* _Instructions for the task_:
Write out the entries word for word, beginning with the first line and ending after the line that contains "[[[92,41],[92,48],[94,49],[94,14],[93,15],[93,41]]]". Leave out the pictures.

* _Records to process_:

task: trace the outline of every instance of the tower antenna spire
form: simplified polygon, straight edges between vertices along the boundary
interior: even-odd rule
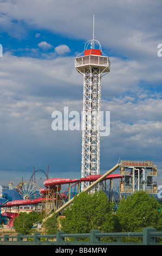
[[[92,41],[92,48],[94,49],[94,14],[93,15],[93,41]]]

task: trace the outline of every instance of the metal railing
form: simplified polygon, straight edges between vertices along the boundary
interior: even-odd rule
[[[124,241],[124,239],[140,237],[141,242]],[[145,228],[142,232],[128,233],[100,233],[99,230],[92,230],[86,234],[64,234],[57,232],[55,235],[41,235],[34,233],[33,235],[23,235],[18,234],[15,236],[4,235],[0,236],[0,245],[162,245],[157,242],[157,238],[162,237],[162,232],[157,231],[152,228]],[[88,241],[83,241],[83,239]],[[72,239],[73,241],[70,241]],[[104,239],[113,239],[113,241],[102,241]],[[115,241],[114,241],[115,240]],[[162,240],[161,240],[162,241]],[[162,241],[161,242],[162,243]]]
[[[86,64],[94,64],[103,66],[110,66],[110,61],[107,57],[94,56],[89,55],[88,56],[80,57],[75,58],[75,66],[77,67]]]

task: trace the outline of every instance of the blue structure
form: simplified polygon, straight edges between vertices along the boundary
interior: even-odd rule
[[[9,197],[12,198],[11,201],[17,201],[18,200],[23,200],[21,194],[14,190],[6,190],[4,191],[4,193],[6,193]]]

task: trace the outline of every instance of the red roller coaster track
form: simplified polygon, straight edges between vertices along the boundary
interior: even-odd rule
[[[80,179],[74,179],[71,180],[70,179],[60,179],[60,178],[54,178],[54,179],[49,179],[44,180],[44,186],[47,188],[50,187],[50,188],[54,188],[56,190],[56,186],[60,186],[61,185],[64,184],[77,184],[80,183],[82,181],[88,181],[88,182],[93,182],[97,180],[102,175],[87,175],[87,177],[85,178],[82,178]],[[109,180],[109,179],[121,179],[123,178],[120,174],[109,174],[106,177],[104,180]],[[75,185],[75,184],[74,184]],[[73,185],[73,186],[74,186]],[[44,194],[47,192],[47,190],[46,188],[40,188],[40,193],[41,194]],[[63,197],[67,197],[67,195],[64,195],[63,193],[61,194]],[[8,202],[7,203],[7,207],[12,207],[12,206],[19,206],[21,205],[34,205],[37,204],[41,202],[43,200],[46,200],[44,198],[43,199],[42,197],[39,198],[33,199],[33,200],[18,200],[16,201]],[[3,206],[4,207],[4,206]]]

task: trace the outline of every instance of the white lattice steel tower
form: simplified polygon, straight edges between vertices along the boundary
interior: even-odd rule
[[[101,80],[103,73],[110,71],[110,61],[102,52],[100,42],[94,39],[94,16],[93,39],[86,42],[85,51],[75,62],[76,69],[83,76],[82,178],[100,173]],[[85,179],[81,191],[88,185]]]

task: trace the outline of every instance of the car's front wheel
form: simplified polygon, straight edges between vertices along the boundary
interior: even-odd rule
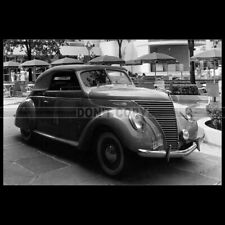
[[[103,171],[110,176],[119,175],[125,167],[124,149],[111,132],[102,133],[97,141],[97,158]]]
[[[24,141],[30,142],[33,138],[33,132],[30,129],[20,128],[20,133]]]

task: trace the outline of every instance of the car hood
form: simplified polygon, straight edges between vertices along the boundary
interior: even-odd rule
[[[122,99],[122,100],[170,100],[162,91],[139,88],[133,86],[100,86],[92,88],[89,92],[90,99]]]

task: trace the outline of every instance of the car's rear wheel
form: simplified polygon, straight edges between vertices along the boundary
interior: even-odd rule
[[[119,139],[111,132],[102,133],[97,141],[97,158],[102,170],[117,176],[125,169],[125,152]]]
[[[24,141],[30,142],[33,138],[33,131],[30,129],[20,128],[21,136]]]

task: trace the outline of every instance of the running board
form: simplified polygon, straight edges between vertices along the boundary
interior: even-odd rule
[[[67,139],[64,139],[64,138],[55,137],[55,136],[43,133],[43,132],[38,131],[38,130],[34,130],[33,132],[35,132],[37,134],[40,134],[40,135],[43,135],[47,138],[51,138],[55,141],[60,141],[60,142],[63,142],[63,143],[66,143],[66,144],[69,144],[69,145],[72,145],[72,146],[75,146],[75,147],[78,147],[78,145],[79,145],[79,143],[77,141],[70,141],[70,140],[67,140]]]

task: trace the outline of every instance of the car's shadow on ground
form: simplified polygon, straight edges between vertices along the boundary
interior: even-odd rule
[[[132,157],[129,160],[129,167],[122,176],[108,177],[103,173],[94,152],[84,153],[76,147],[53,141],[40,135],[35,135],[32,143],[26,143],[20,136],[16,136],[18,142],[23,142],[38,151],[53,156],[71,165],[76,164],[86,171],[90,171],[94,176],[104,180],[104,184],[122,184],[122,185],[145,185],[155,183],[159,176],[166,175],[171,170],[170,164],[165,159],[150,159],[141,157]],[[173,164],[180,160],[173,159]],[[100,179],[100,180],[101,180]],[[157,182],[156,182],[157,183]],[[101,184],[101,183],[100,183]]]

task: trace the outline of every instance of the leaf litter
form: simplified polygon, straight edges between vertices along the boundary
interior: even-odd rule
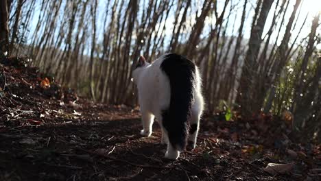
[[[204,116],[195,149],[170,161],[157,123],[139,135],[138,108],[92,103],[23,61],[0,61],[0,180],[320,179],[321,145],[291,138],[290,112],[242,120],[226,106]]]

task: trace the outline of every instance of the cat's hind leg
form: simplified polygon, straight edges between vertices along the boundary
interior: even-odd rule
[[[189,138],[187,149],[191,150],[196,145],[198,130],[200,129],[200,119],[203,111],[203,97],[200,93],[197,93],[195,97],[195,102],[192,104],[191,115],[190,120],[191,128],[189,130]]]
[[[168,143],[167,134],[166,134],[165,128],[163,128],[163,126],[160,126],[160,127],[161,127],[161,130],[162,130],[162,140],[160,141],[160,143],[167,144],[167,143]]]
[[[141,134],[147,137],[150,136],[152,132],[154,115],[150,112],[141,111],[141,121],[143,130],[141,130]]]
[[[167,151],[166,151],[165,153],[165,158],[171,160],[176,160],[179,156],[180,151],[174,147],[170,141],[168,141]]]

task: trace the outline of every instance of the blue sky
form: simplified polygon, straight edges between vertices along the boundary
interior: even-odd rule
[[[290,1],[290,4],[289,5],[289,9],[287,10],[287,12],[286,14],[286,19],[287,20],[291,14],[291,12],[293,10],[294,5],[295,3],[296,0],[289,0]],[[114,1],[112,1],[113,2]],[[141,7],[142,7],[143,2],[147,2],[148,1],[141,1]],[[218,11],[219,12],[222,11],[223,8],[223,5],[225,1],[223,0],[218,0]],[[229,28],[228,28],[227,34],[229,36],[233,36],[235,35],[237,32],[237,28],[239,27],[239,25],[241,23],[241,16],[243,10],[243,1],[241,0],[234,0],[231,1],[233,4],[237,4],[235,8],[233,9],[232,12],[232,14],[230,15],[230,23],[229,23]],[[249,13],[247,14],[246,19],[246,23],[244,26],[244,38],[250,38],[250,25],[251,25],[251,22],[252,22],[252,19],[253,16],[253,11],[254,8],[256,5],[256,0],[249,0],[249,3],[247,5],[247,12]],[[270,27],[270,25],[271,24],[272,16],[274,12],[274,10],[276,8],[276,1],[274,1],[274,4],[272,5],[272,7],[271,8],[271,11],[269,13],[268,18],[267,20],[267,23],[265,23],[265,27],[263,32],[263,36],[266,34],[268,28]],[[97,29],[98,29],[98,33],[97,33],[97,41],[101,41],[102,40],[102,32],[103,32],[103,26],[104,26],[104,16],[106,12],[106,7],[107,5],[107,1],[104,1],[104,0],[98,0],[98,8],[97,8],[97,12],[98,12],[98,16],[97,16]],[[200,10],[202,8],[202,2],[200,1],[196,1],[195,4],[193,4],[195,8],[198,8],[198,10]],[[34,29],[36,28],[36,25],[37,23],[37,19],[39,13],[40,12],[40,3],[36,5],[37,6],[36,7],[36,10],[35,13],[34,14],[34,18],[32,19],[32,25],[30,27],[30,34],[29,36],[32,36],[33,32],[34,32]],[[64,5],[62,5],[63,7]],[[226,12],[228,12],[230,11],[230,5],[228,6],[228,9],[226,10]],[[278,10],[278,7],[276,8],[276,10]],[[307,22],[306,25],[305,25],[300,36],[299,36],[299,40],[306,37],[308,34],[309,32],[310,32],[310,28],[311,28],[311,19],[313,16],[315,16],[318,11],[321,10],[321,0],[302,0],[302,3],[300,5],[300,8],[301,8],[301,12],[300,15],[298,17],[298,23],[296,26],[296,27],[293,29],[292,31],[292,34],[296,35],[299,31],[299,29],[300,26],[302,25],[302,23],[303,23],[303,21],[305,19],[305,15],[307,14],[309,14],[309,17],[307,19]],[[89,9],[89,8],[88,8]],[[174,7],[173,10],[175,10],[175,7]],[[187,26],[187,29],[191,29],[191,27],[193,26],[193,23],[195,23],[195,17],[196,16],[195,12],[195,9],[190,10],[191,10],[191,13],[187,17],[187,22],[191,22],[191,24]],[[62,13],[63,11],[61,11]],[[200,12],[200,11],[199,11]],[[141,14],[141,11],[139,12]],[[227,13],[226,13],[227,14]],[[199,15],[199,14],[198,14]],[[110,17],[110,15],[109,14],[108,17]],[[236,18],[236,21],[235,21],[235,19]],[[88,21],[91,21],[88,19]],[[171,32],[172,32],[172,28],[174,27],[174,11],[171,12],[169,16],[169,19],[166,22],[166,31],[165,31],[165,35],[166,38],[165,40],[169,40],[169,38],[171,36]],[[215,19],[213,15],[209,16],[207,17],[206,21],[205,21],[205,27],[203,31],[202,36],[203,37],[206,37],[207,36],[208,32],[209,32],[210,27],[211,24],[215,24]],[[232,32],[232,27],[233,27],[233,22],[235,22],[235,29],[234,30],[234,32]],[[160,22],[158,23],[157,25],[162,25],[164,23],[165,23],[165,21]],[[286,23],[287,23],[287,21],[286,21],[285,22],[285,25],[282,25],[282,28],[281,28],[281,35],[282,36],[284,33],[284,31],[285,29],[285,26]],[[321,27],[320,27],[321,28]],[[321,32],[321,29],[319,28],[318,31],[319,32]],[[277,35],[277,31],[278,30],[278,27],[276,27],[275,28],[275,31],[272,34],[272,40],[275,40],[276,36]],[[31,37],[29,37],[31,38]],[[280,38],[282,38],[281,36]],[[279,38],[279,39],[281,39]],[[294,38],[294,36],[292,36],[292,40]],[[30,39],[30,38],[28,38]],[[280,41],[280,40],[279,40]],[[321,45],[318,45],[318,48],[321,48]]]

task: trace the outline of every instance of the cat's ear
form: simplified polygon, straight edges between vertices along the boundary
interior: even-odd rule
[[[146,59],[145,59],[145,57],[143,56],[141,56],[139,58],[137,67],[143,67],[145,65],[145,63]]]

* _Solution for this problem_:
task: trace the outline of every instance of the tower antenna spire
form: simplified polygon, straight edges between vertices along the boundary
interior: even-odd rule
[[[92,41],[92,48],[94,49],[94,14],[93,15],[93,41]]]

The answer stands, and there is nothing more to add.